>> Start TASK INPUTS
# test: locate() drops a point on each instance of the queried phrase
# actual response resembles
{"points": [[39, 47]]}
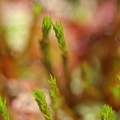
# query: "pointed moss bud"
{"points": [[60, 36], [107, 113], [54, 93], [3, 110], [41, 101], [46, 26]]}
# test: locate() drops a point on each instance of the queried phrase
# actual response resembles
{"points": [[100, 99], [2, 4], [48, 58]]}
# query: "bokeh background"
{"points": [[92, 34]]}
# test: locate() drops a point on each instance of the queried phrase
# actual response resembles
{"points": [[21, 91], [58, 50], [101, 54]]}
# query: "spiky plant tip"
{"points": [[40, 98], [3, 110], [46, 26], [107, 113], [54, 93], [54, 88], [58, 29]]}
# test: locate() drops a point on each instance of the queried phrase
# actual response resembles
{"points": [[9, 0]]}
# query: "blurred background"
{"points": [[92, 34]]}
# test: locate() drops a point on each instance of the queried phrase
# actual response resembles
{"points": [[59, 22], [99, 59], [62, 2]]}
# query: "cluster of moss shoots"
{"points": [[56, 102], [56, 99]]}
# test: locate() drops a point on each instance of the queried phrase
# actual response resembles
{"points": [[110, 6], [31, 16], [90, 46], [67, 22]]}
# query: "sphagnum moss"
{"points": [[41, 101]]}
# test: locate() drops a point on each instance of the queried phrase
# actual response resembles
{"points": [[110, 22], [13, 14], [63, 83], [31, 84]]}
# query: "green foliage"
{"points": [[3, 110], [107, 113], [46, 26], [54, 93], [60, 36], [41, 101]]}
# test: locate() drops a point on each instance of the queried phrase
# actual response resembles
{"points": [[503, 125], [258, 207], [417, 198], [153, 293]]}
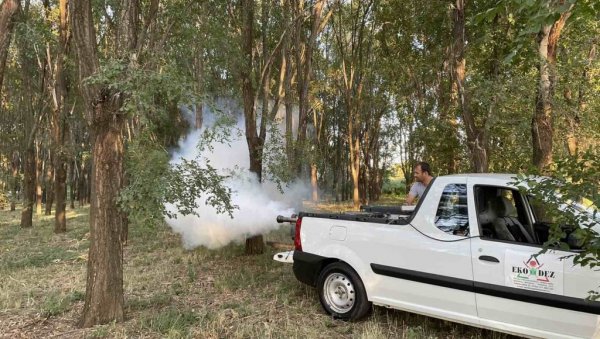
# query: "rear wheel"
{"points": [[342, 293]]}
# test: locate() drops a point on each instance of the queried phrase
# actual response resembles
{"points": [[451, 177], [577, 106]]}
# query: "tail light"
{"points": [[297, 241]]}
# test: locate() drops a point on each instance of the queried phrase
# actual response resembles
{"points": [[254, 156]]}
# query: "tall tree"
{"points": [[541, 125], [104, 291], [476, 136], [8, 11]]}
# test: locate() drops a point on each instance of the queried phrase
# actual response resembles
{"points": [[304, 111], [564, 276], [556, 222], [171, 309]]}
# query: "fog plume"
{"points": [[258, 204]]}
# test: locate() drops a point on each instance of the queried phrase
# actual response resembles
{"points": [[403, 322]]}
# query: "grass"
{"points": [[174, 293]]}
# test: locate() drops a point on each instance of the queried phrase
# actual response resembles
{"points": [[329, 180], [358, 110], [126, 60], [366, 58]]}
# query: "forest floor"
{"points": [[173, 292]]}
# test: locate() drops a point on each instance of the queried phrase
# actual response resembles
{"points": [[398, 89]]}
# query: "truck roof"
{"points": [[500, 176]]}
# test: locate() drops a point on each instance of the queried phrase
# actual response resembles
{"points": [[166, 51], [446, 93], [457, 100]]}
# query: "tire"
{"points": [[342, 293]]}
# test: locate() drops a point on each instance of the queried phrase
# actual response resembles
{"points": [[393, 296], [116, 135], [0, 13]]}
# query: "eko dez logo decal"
{"points": [[541, 273]]}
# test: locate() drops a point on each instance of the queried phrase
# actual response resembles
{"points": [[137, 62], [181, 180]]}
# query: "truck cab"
{"points": [[469, 252]]}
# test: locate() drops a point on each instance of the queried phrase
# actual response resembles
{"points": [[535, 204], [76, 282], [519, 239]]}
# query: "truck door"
{"points": [[513, 284], [425, 266]]}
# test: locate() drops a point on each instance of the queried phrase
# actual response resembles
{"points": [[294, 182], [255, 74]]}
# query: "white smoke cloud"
{"points": [[258, 204]]}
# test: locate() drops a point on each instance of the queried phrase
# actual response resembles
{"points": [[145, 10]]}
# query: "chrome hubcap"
{"points": [[339, 293]]}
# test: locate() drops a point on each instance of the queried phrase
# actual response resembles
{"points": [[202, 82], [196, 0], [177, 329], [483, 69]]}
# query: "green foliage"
{"points": [[152, 188], [171, 322], [55, 303], [570, 199]]}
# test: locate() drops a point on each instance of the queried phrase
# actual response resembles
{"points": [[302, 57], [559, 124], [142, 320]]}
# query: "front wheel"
{"points": [[342, 293]]}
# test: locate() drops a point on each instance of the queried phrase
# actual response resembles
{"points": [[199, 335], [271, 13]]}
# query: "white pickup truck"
{"points": [[467, 253]]}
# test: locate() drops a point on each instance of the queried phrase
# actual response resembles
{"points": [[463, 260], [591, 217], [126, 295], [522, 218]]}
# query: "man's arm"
{"points": [[412, 195], [410, 199]]}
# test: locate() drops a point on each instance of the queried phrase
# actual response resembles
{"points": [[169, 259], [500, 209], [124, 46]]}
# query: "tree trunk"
{"points": [[72, 184], [104, 293], [49, 187], [313, 183], [476, 137], [8, 10], [39, 175], [15, 164], [579, 107], [255, 244], [28, 187], [59, 122], [60, 194], [104, 286], [541, 124]]}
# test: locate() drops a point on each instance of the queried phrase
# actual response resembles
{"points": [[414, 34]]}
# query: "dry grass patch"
{"points": [[174, 293]]}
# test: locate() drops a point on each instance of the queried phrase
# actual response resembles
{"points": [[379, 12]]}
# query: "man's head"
{"points": [[422, 172]]}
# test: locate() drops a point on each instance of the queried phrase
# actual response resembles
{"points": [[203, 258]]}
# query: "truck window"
{"points": [[452, 213], [502, 215]]}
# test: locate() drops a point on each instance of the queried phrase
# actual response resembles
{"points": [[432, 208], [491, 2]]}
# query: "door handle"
{"points": [[488, 258]]}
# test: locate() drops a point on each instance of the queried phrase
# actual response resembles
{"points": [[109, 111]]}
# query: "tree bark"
{"points": [[59, 121], [476, 137], [28, 187], [104, 289], [39, 175], [541, 124], [15, 164], [255, 244], [8, 11], [49, 189], [578, 108]]}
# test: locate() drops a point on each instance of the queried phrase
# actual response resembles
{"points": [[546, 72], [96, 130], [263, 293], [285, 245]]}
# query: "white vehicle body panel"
{"points": [[428, 254]]}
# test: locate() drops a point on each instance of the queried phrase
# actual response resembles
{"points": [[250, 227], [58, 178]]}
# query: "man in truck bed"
>> End TASK INPUTS
▶ **PROMPT**: All the material shown above is to be copied exactly, with no pictures carried over.

▶ **OUTPUT OF THE EXERCISE**:
# test: locate() drops a point on each instance of the queried phrase
# actual response resembles
{"points": [[39, 47]]}
# query: "pointed moss bud"
{"points": [[60, 36], [107, 113], [54, 93], [3, 110], [41, 101], [46, 26]]}
# test: locate() drops a point on each instance of the queried phrase
# actual response resembles
{"points": [[100, 99], [2, 4], [48, 58]]}
# query: "bokeh background"
{"points": [[92, 34]]}
# test: locate() drops a point on each instance of the queried phrase
# actual response resembles
{"points": [[21, 91], [58, 50], [101, 54]]}
# query: "spiky plant tip"
{"points": [[40, 98], [3, 110], [46, 26], [107, 113], [54, 93], [54, 88], [58, 29]]}
# test: locate() drops a point on each instance of the queried phrase
# actual response resembles
{"points": [[9, 0]]}
# query: "blurred background"
{"points": [[92, 34]]}
# test: locate() drops a point on each instance of the queried phrase
# actual response resembles
{"points": [[59, 22], [99, 59], [62, 2]]}
# query: "cluster of moss shoots"
{"points": [[56, 102], [56, 99]]}
# test: locate() drops a point on each instance of the queried phrase
# actual response resembles
{"points": [[110, 6], [31, 16], [90, 46], [67, 22]]}
# query: "sphagnum moss"
{"points": [[41, 101]]}
# test: locate() drops a point on each instance of the queried phrase
# actual response resembles
{"points": [[110, 22], [13, 14], [63, 83], [31, 84]]}
# query: "green foliage"
{"points": [[3, 110], [107, 113], [46, 26], [54, 93], [60, 36], [41, 101]]}
# test: locate() drops a point on each instance of the queried phrase
# actual response resembles
{"points": [[503, 125], [258, 207], [417, 198], [153, 293]]}
# query: "rear wheel"
{"points": [[342, 293]]}
# test: locate() drops a point on each instance of the queried phrase
# actual response resembles
{"points": [[451, 177], [577, 106]]}
# query: "tail light"
{"points": [[297, 241]]}
# test: locate() drops a point on each instance of the queried phrase
# actual response resembles
{"points": [[254, 156]]}
# query: "tall tree"
{"points": [[541, 125], [104, 291], [476, 136], [8, 11]]}
# test: locate() drops a point on each instance of the queried phrase
# actual response resembles
{"points": [[304, 111], [564, 276], [556, 222], [171, 309]]}
# query: "fog plume"
{"points": [[258, 204]]}
# test: locate() drops a point on each instance of the queried phrase
# actual response resembles
{"points": [[403, 322]]}
# query: "grass"
{"points": [[174, 293]]}
# test: locate() drops a point on each instance of the queried phrase
# actual response resembles
{"points": [[329, 180], [358, 110], [126, 60], [366, 58]]}
# query: "forest floor"
{"points": [[173, 292]]}
# test: locate() drops a point on each instance of the queried phrase
# actual response resembles
{"points": [[398, 89]]}
# query: "truck roof"
{"points": [[500, 176]]}
# test: locate() drops a point on each instance of the queried phrase
# actual response resembles
{"points": [[166, 51], [446, 93], [457, 100]]}
# query: "tire"
{"points": [[342, 293]]}
# test: locate() drops a point on each instance of the queried phrase
# actual response resembles
{"points": [[393, 296], [116, 135], [0, 13]]}
# query: "eko dez logo decal"
{"points": [[541, 273]]}
# test: locate() drops a point on each instance of the queried phrase
# actual response resembles
{"points": [[137, 62], [181, 180]]}
# query: "truck cab"
{"points": [[469, 252]]}
# test: locate() drops a point on each instance of the queried phrase
# actual response resembles
{"points": [[535, 204], [76, 282], [519, 239]]}
# query: "truck door"
{"points": [[513, 284], [425, 266]]}
# test: locate() drops a point on each instance of the queried phrase
# actual response resembles
{"points": [[294, 182], [255, 74]]}
# query: "white smoke cloud"
{"points": [[258, 204]]}
# test: locate() drops a point on each instance of the queried phrase
# actual response resembles
{"points": [[145, 10]]}
# query: "chrome hubcap"
{"points": [[339, 293]]}
# test: locate() drops a point on each instance of the queried phrase
# actual response resembles
{"points": [[202, 82], [196, 0], [177, 329], [483, 69]]}
# query: "green foliage"
{"points": [[152, 188], [171, 322], [55, 303], [570, 199]]}
# test: locate() drops a point on each instance of the queried phrase
# actual response resembles
{"points": [[302, 57], [559, 124], [142, 320]]}
# query: "front wheel"
{"points": [[342, 293]]}
# test: locate() drops a point on each instance of the queried phrase
# actual response resembles
{"points": [[199, 335], [271, 13]]}
# query: "white pickup truck"
{"points": [[467, 253]]}
# test: locate() drops a point on each instance of the queried phrase
# actual response resembles
{"points": [[463, 260], [591, 217], [126, 295], [522, 218]]}
# query: "man's arm"
{"points": [[412, 195], [410, 199]]}
# test: locate() drops a point on each instance of the queried phrase
# actual response resembles
{"points": [[169, 259], [500, 209], [124, 46]]}
# query: "tree trunk"
{"points": [[72, 184], [104, 293], [49, 187], [313, 183], [476, 137], [8, 10], [39, 175], [15, 164], [579, 107], [255, 244], [28, 187], [59, 122], [60, 194], [104, 286], [541, 124]]}
# test: locate() drops a point on each instance of the queried phrase
# actual response resembles
{"points": [[414, 34]]}
# query: "dry grass patch"
{"points": [[174, 293]]}
# test: locate() drops a point on each instance of the queried phrase
# actual response resembles
{"points": [[379, 12]]}
# query: "man's head"
{"points": [[422, 172]]}
# test: locate() drops a point on each instance of the queried phrase
# actual response resembles
{"points": [[203, 258]]}
# query: "truck window"
{"points": [[452, 213], [502, 215]]}
# test: locate() drops a point on each instance of the queried phrase
# actual response resembles
{"points": [[432, 208], [491, 2]]}
# query: "door handle"
{"points": [[488, 258]]}
# test: locate() drops a point on each instance of the queried phrase
# actual response resembles
{"points": [[109, 111]]}
# query: "tree bark"
{"points": [[59, 121], [476, 137], [28, 187], [104, 289], [39, 175], [541, 124], [15, 164], [255, 244], [8, 11], [49, 189], [578, 108]]}
# test: locate() drops a point on each instance of the queried phrase
# actual response resembles
{"points": [[546, 72], [96, 130], [263, 293], [285, 245]]}
# query: "white vehicle body panel"
{"points": [[428, 254]]}
# test: locate() drops a point on each instance of the queried phrase
# actual response resembles
{"points": [[250, 227], [58, 178]]}
# query: "man in truck bed"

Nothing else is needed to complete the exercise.